_Task details:_ Render the entries from the start through the line containing "--target=camouflage jacket", including both ends, as a Markdown table with a Row column numbering each line and a Line column holding it. Omit any blank lines.

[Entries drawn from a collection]

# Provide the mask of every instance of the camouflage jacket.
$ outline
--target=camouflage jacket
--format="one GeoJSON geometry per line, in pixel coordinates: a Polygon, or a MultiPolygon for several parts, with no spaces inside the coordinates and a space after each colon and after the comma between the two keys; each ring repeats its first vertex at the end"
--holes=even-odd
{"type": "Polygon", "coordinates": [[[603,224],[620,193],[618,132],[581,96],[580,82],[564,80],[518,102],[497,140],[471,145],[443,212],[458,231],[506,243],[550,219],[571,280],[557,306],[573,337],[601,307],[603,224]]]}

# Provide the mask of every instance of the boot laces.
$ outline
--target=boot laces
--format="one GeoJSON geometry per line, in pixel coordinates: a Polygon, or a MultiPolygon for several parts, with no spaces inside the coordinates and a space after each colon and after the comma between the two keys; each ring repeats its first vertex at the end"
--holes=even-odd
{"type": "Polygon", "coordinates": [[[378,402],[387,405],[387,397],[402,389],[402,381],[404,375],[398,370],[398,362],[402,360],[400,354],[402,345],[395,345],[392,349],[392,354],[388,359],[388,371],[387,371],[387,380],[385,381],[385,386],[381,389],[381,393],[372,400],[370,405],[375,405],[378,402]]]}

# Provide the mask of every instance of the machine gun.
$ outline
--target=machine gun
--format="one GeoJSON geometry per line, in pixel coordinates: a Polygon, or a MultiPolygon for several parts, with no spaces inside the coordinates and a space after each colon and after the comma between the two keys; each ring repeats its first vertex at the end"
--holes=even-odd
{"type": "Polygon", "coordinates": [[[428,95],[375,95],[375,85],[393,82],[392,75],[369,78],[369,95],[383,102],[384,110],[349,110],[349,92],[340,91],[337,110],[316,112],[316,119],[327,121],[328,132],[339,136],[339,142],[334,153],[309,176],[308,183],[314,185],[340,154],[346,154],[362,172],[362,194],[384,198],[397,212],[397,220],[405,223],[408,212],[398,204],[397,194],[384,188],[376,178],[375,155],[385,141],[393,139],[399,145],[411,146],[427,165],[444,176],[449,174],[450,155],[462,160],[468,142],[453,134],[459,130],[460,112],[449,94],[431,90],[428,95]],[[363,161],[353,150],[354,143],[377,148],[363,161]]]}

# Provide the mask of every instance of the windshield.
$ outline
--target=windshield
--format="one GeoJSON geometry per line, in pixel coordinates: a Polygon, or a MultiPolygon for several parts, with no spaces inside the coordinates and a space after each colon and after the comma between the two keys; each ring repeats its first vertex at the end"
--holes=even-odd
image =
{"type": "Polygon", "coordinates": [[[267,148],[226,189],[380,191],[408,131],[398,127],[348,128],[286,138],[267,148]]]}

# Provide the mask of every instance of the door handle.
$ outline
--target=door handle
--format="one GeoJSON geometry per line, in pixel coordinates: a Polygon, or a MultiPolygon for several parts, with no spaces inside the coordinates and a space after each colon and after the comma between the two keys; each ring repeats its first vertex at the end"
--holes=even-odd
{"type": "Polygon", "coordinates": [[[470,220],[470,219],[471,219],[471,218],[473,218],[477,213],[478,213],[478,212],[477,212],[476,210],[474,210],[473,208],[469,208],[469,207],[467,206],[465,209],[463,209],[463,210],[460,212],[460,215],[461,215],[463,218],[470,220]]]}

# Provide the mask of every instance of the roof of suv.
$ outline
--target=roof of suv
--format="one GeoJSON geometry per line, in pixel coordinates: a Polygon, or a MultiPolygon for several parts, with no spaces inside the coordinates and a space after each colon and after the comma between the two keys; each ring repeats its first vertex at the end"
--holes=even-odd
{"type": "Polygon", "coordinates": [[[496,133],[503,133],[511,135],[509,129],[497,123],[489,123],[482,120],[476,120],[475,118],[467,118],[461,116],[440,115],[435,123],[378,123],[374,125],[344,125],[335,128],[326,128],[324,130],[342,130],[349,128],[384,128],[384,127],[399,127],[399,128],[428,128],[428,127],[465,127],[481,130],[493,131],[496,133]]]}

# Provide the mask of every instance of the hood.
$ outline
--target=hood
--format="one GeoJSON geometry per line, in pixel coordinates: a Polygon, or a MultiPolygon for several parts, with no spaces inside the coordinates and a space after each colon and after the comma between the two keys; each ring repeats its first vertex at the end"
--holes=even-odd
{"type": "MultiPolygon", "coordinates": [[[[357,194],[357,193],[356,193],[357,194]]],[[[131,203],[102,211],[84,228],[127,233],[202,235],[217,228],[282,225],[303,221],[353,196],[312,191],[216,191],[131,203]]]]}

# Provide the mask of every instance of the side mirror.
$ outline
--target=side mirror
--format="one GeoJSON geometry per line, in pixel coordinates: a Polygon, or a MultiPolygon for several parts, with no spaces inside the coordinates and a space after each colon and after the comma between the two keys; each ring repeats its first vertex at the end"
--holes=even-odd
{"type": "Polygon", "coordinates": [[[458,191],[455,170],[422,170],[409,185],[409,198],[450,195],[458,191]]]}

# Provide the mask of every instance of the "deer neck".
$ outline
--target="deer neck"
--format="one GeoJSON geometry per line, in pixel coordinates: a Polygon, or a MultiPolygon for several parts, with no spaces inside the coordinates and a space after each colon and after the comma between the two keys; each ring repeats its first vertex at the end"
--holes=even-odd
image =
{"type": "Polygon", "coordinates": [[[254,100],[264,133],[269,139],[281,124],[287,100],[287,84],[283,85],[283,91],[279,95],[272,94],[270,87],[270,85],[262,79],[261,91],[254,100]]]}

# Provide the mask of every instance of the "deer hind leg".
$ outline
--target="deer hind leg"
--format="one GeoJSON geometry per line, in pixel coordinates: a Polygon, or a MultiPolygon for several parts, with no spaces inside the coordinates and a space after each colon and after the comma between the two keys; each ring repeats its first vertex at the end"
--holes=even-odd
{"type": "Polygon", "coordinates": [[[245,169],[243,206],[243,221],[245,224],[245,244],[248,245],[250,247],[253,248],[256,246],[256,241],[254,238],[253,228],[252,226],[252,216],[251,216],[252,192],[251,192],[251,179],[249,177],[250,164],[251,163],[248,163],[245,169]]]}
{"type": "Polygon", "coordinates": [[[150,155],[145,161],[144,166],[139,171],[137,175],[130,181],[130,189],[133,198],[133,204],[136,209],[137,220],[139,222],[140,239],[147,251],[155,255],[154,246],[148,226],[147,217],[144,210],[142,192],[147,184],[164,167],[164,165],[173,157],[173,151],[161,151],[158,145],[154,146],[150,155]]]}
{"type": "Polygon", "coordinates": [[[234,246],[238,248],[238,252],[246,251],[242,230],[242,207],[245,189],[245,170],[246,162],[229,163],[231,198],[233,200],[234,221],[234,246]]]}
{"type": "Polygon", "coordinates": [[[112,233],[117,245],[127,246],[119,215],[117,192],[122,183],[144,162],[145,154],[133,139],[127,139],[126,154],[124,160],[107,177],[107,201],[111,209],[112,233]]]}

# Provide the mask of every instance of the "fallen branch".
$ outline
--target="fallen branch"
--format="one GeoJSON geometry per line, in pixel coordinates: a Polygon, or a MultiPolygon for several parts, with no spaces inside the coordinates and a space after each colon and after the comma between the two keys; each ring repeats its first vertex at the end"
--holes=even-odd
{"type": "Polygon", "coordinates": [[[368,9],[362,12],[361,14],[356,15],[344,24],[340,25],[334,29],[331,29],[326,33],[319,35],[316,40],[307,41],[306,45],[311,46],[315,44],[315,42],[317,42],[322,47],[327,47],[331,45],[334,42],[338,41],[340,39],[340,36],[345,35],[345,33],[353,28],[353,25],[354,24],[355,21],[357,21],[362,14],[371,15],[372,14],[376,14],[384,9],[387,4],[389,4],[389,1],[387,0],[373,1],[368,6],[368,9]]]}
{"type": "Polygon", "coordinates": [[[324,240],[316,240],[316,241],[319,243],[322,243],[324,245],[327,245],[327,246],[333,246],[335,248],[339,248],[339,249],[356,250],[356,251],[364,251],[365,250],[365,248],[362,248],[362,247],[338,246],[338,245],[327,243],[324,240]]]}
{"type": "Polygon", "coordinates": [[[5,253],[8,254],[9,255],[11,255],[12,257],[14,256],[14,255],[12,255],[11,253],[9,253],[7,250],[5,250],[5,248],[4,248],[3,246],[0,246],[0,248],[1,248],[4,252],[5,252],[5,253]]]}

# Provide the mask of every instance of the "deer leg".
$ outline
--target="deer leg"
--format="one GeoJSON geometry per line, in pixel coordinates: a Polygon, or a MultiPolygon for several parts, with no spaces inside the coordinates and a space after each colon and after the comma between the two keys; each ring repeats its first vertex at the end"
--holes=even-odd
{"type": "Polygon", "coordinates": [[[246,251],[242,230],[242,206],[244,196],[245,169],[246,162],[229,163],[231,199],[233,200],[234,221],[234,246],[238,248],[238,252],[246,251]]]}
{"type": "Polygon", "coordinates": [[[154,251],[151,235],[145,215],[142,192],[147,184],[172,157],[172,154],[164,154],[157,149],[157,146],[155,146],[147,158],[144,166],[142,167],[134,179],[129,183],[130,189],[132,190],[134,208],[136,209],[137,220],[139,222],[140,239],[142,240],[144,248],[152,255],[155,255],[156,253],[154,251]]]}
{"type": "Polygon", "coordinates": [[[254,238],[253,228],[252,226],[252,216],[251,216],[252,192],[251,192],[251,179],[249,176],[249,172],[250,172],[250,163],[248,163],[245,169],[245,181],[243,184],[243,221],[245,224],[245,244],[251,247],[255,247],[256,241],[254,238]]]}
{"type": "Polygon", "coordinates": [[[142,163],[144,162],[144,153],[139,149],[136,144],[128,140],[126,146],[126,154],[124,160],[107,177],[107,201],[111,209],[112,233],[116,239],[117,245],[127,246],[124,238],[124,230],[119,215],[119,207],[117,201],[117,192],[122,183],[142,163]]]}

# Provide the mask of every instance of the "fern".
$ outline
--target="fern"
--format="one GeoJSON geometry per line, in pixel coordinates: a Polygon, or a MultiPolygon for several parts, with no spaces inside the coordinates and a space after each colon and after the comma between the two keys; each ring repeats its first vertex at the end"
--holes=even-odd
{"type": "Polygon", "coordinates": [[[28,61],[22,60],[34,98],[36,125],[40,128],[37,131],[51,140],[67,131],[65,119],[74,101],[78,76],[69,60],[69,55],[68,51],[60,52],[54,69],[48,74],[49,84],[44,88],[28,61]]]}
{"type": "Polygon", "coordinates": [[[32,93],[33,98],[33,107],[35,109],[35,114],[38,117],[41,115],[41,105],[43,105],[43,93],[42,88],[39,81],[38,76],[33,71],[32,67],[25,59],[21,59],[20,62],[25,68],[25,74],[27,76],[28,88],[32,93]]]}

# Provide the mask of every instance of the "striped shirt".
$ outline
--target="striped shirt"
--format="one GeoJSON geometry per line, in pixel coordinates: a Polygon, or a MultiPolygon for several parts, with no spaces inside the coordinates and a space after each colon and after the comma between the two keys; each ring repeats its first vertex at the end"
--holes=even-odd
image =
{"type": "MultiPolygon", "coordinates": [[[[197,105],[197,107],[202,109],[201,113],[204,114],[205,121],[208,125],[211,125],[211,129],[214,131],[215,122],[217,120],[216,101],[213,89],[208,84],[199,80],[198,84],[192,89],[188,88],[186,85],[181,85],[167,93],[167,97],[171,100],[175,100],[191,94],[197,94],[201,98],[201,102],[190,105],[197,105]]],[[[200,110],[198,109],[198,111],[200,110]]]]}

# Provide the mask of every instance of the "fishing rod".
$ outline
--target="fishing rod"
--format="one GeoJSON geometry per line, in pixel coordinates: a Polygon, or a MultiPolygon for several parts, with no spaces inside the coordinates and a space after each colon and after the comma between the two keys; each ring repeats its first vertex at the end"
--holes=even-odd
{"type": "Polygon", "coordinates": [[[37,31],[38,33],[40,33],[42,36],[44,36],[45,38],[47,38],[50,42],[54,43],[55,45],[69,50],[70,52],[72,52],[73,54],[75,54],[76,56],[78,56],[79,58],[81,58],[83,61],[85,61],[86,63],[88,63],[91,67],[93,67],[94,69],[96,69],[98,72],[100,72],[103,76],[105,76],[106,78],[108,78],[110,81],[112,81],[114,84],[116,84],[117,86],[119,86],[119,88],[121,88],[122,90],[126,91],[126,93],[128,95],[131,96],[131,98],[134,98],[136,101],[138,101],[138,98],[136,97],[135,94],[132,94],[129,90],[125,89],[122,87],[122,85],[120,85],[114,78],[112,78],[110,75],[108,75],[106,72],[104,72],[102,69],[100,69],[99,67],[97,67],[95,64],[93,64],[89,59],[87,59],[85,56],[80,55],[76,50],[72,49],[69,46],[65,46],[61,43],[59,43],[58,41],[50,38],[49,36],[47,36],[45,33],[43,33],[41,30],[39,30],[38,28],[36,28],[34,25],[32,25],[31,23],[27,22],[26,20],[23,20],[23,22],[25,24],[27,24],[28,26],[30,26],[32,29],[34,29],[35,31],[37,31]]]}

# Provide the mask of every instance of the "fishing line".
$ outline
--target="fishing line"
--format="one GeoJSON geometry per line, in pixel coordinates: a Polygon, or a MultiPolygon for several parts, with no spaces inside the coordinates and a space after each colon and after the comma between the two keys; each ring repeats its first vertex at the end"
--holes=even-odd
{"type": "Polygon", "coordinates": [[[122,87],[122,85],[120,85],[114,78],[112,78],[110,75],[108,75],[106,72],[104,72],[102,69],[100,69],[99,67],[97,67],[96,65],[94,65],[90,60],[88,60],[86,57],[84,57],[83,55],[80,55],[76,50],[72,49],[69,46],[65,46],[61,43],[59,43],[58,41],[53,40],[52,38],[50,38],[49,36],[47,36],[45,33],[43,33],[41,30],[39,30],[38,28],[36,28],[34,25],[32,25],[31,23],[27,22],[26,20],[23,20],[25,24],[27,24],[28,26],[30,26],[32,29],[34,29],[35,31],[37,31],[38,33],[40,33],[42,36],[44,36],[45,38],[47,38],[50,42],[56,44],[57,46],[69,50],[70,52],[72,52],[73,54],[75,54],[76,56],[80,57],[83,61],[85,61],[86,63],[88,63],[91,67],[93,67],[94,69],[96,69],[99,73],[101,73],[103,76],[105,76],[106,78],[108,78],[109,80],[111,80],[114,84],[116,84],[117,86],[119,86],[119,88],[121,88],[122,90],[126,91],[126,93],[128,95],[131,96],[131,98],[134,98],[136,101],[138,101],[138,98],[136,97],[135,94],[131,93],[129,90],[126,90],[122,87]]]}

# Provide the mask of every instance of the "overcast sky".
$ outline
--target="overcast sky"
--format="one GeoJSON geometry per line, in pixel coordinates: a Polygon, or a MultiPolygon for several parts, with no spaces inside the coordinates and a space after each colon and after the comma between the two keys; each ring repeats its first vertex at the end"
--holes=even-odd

_Answer for the task:_
| Row | Line |
|---|---|
| 1 | # Provide the mask of every instance of the camouflage jacket. |
| 2 | $ outline |
| 3 | --target=camouflage jacket |